* _Exercise goal_: Write the data below out again in full, exactly as shown.

* _Dataset entries_:
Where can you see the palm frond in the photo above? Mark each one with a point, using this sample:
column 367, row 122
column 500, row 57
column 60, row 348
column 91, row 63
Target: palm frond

* _Solution_:
Where can you see the palm frond in the photo above? Mark each one with a point, using this sample:
column 367, row 122
column 500, row 57
column 60, row 348
column 91, row 63
Target: palm frond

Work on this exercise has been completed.